--- Problem to solve ---
Skip the pictures. Copy all the rest of the records down exactly.

--- Data provided ---
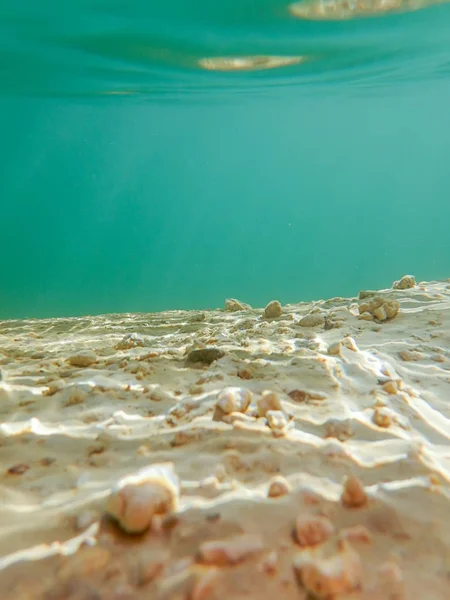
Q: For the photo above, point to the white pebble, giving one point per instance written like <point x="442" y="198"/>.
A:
<point x="86" y="358"/>
<point x="330" y="577"/>
<point x="268" y="401"/>
<point x="312" y="320"/>
<point x="232" y="551"/>
<point x="273" y="310"/>
<point x="131" y="340"/>
<point x="234" y="399"/>
<point x="277" y="421"/>
<point x="137" y="498"/>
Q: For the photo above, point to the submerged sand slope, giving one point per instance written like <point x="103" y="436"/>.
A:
<point x="82" y="404"/>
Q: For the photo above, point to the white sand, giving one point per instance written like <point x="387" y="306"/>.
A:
<point x="375" y="407"/>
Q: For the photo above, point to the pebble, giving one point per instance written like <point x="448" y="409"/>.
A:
<point x="304" y="396"/>
<point x="313" y="530"/>
<point x="390" y="387"/>
<point x="131" y="340"/>
<point x="335" y="349"/>
<point x="410" y="355"/>
<point x="85" y="519"/>
<point x="234" y="399"/>
<point x="278" y="486"/>
<point x="312" y="320"/>
<point x="381" y="308"/>
<point x="329" y="577"/>
<point x="405" y="283"/>
<point x="356" y="533"/>
<point x="86" y="562"/>
<point x="273" y="310"/>
<point x="350" y="344"/>
<point x="277" y="421"/>
<point x="233" y="305"/>
<point x="204" y="584"/>
<point x="231" y="551"/>
<point x="381" y="418"/>
<point x="268" y="401"/>
<point x="354" y="494"/>
<point x="137" y="498"/>
<point x="204" y="356"/>
<point x="86" y="358"/>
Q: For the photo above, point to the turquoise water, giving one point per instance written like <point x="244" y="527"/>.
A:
<point x="134" y="179"/>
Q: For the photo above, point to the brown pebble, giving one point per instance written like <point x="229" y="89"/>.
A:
<point x="245" y="374"/>
<point x="410" y="355"/>
<point x="204" y="356"/>
<point x="328" y="578"/>
<point x="273" y="310"/>
<point x="356" y="533"/>
<point x="18" y="469"/>
<point x="313" y="530"/>
<point x="304" y="396"/>
<point x="381" y="418"/>
<point x="231" y="551"/>
<point x="354" y="494"/>
<point x="279" y="486"/>
<point x="86" y="358"/>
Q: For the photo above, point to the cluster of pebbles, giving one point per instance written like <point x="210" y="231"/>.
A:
<point x="236" y="454"/>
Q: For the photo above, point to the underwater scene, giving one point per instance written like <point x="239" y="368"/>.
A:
<point x="225" y="300"/>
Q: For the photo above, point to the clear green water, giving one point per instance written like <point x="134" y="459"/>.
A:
<point x="133" y="180"/>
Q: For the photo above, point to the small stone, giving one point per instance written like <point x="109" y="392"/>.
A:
<point x="54" y="386"/>
<point x="277" y="421"/>
<point x="131" y="340"/>
<point x="86" y="358"/>
<point x="233" y="305"/>
<point x="234" y="399"/>
<point x="86" y="562"/>
<point x="363" y="294"/>
<point x="354" y="494"/>
<point x="380" y="313"/>
<point x="312" y="320"/>
<point x="204" y="356"/>
<point x="245" y="374"/>
<point x="136" y="499"/>
<point x="356" y="533"/>
<point x="204" y="584"/>
<point x="18" y="469"/>
<point x="313" y="530"/>
<point x="270" y="563"/>
<point x="350" y="343"/>
<point x="273" y="310"/>
<point x="437" y="358"/>
<point x="304" y="396"/>
<point x="410" y="355"/>
<point x="381" y="418"/>
<point x="85" y="519"/>
<point x="365" y="317"/>
<point x="327" y="578"/>
<point x="268" y="401"/>
<point x="381" y="308"/>
<point x="231" y="551"/>
<point x="75" y="396"/>
<point x="335" y="349"/>
<point x="405" y="283"/>
<point x="390" y="387"/>
<point x="279" y="486"/>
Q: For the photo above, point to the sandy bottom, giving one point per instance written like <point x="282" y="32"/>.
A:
<point x="335" y="485"/>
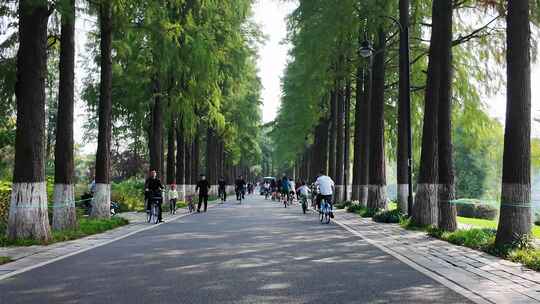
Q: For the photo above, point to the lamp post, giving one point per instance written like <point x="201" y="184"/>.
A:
<point x="366" y="51"/>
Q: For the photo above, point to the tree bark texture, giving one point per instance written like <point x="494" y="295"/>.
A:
<point x="28" y="209"/>
<point x="365" y="134"/>
<point x="101" y="201"/>
<point x="64" y="213"/>
<point x="403" y="101"/>
<point x="516" y="216"/>
<point x="333" y="135"/>
<point x="171" y="158"/>
<point x="377" y="163"/>
<point x="425" y="210"/>
<point x="446" y="190"/>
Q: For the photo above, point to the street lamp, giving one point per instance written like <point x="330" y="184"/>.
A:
<point x="366" y="51"/>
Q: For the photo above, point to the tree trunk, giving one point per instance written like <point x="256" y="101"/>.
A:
<point x="195" y="157"/>
<point x="332" y="136"/>
<point x="515" y="219"/>
<point x="340" y="142"/>
<point x="64" y="215"/>
<point x="102" y="197"/>
<point x="180" y="160"/>
<point x="358" y="132"/>
<point x="157" y="131"/>
<point x="447" y="211"/>
<point x="28" y="210"/>
<point x="171" y="159"/>
<point x="403" y="101"/>
<point x="425" y="210"/>
<point x="365" y="134"/>
<point x="347" y="153"/>
<point x="377" y="162"/>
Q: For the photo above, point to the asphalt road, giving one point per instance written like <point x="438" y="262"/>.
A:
<point x="257" y="252"/>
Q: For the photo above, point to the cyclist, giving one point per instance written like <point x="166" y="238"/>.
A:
<point x="285" y="186"/>
<point x="222" y="183"/>
<point x="240" y="187"/>
<point x="326" y="190"/>
<point x="173" y="196"/>
<point x="152" y="189"/>
<point x="303" y="192"/>
<point x="203" y="186"/>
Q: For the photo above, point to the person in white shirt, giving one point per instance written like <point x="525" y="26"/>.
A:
<point x="326" y="189"/>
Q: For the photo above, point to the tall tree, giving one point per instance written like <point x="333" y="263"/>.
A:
<point x="425" y="210"/>
<point x="446" y="189"/>
<point x="403" y="101"/>
<point x="64" y="215"/>
<point x="377" y="162"/>
<point x="28" y="210"/>
<point x="102" y="197"/>
<point x="515" y="217"/>
<point x="340" y="141"/>
<point x="359" y="98"/>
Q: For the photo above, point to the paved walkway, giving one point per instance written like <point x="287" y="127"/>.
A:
<point x="27" y="257"/>
<point x="481" y="276"/>
<point x="260" y="252"/>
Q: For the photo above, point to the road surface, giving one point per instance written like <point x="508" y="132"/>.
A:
<point x="257" y="252"/>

--- Solution below ---
Q: For the photo above, point to the white pebble, giving one point per instance written like <point x="442" y="198"/>.
A:
<point x="86" y="358"/>
<point x="330" y="577"/>
<point x="268" y="401"/>
<point x="312" y="320"/>
<point x="232" y="551"/>
<point x="273" y="310"/>
<point x="131" y="340"/>
<point x="234" y="399"/>
<point x="277" y="421"/>
<point x="137" y="498"/>
Q: For the photo above, point to the submerged sand slope, giving one point per instance written like <point x="103" y="436"/>.
A:
<point x="82" y="404"/>
Q: For the photo above, point to the white sand, giving one point per instance written like <point x="387" y="306"/>.
A:
<point x="375" y="407"/>
Q: For the photo above, point to the pebble, giving one point per instance written like <point x="448" y="409"/>.
A:
<point x="304" y="396"/>
<point x="313" y="530"/>
<point x="390" y="387"/>
<point x="131" y="340"/>
<point x="335" y="349"/>
<point x="410" y="355"/>
<point x="85" y="519"/>
<point x="234" y="399"/>
<point x="278" y="486"/>
<point x="312" y="320"/>
<point x="381" y="308"/>
<point x="329" y="577"/>
<point x="405" y="283"/>
<point x="356" y="533"/>
<point x="86" y="562"/>
<point x="273" y="310"/>
<point x="350" y="344"/>
<point x="277" y="421"/>
<point x="233" y="305"/>
<point x="204" y="584"/>
<point x="231" y="551"/>
<point x="381" y="418"/>
<point x="268" y="401"/>
<point x="354" y="494"/>
<point x="137" y="498"/>
<point x="204" y="356"/>
<point x="86" y="358"/>
Q: For the photo above, point to the turquoise water, giving one point per instance written like <point x="244" y="527"/>.
A:
<point x="134" y="179"/>
Q: For the photo above, point to the brown pebble, giving one point per instance written like <point x="229" y="89"/>.
A:
<point x="245" y="374"/>
<point x="410" y="355"/>
<point x="204" y="356"/>
<point x="328" y="578"/>
<point x="273" y="310"/>
<point x="356" y="533"/>
<point x="18" y="469"/>
<point x="313" y="530"/>
<point x="304" y="396"/>
<point x="381" y="418"/>
<point x="231" y="551"/>
<point x="354" y="494"/>
<point x="279" y="486"/>
<point x="86" y="358"/>
Q: For the photo above, point to the cluster of pebbles, giving one point per instance written like <point x="210" y="231"/>.
A:
<point x="236" y="454"/>
Q: For the photo above, point to the underwater scene, giving one point per instance written like <point x="239" y="368"/>.
A:
<point x="225" y="300"/>
Q: For the photo above, point to the clear green water, giving one point per instance written like <point x="134" y="459"/>.
A:
<point x="133" y="180"/>
Q: For the photo above, point to the small stone, giving one point per instance written like <point x="109" y="392"/>.
A:
<point x="54" y="386"/>
<point x="277" y="421"/>
<point x="131" y="340"/>
<point x="86" y="358"/>
<point x="233" y="305"/>
<point x="234" y="399"/>
<point x="86" y="562"/>
<point x="363" y="294"/>
<point x="354" y="494"/>
<point x="380" y="313"/>
<point x="312" y="320"/>
<point x="204" y="356"/>
<point x="245" y="374"/>
<point x="136" y="499"/>
<point x="356" y="533"/>
<point x="204" y="584"/>
<point x="18" y="469"/>
<point x="313" y="530"/>
<point x="270" y="563"/>
<point x="350" y="343"/>
<point x="273" y="310"/>
<point x="437" y="358"/>
<point x="304" y="396"/>
<point x="410" y="355"/>
<point x="381" y="418"/>
<point x="85" y="519"/>
<point x="365" y="317"/>
<point x="327" y="578"/>
<point x="268" y="401"/>
<point x="381" y="308"/>
<point x="231" y="551"/>
<point x="75" y="396"/>
<point x="335" y="349"/>
<point x="405" y="283"/>
<point x="390" y="387"/>
<point x="279" y="486"/>
Q: For the photo above, point to the sandy bottom, giving one point per instance written like <point x="282" y="32"/>.
A:
<point x="335" y="485"/>
Q: For the photo above, point to the lamp post, giving one point per instance written like <point x="201" y="184"/>.
A:
<point x="366" y="51"/>
Q: For the photo above, point to the tree bark texture, giving one point per instance written like <point x="494" y="295"/>.
A:
<point x="28" y="209"/>
<point x="365" y="134"/>
<point x="101" y="201"/>
<point x="64" y="213"/>
<point x="403" y="101"/>
<point x="516" y="216"/>
<point x="333" y="135"/>
<point x="171" y="158"/>
<point x="377" y="163"/>
<point x="425" y="210"/>
<point x="446" y="190"/>
Q: For the photo above, point to the street lamp, giving one point per instance written like <point x="330" y="184"/>.
A:
<point x="366" y="51"/>
Q: For the photo above, point to the tree trunk, giving one point per instance written like <point x="256" y="101"/>.
A:
<point x="195" y="157"/>
<point x="332" y="136"/>
<point x="515" y="219"/>
<point x="340" y="142"/>
<point x="64" y="215"/>
<point x="102" y="197"/>
<point x="180" y="160"/>
<point x="358" y="132"/>
<point x="157" y="131"/>
<point x="447" y="211"/>
<point x="28" y="210"/>
<point x="171" y="159"/>
<point x="403" y="101"/>
<point x="425" y="210"/>
<point x="365" y="134"/>
<point x="347" y="153"/>
<point x="377" y="162"/>
Q: For the photo above, point to the asphalt road, giving one point per instance written like <point x="438" y="262"/>.
A:
<point x="257" y="252"/>
Q: For the photo above, point to the cyclist, giving one point per instance written like <point x="166" y="238"/>.
A:
<point x="285" y="186"/>
<point x="222" y="183"/>
<point x="240" y="187"/>
<point x="326" y="190"/>
<point x="173" y="196"/>
<point x="152" y="189"/>
<point x="303" y="192"/>
<point x="203" y="186"/>
Q: For the photo above, point to the person in white shirt, giving one point per instance written like <point x="525" y="26"/>.
A:
<point x="326" y="189"/>
Q: For the photo above, point to the tall tree, giving one point per instance written like <point x="333" y="263"/>.
A:
<point x="425" y="210"/>
<point x="446" y="189"/>
<point x="403" y="101"/>
<point x="64" y="215"/>
<point x="377" y="162"/>
<point x="28" y="210"/>
<point x="102" y="197"/>
<point x="515" y="217"/>
<point x="340" y="141"/>
<point x="359" y="98"/>
Q: For the photo above, point to the paved walkway, giving one point per instance written like <point x="287" y="127"/>.
A:
<point x="27" y="257"/>
<point x="481" y="276"/>
<point x="260" y="252"/>
Q: For the photo above, point to the road surface, giving one point per instance written like <point x="508" y="132"/>.
A:
<point x="257" y="252"/>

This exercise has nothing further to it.